Recorded data:
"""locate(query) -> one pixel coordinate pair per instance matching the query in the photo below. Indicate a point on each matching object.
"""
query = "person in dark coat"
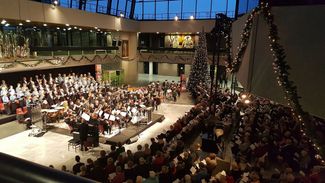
(83, 130)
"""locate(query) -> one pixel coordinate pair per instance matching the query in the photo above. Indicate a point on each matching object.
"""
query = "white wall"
(301, 31)
(20, 10)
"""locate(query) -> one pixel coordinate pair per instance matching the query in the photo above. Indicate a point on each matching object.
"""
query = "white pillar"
(150, 71)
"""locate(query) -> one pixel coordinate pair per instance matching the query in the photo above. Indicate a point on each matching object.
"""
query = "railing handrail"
(18, 170)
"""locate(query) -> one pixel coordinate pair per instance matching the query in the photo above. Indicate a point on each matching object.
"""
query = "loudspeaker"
(133, 139)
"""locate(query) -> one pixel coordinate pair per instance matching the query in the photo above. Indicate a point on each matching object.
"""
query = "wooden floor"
(132, 131)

Task instructions: Write the records out once more, exactly as they appear, with no pictures.

Completed exercise:
"""locate(query) -> one pixel coordinate pair per instance matching the query in the photo below. Indicate a point on each matching object.
"""
query = "person in dark coat"
(83, 130)
"""locate(query) -> one pixel coordinate pair per instance matching the query in the photo above. Indicate a point on each matching object.
"""
query = "white wall"
(301, 31)
(20, 10)
"""locate(query) -> one pixel coordinate pair per instance matching the query in the photo above. Indicate a point on each matching object.
"""
query = "white pillar"
(150, 71)
"""locate(query) -> one pixel coordinate pair per instance matching the query in the photo above. Indicate a point on each matching object.
"""
query = "railing handrail"
(18, 170)
"""locate(query) -> one pixel coordinate pair per instance matching the query in the photo above. Indicate a point on each matching object.
"""
query = "loudspeaker"
(133, 139)
"""locate(query) -> one pixel coordinate pair per instance matching the query in the photo above. Indicate a point on each matching object.
"""
query = "wooden floor"
(132, 131)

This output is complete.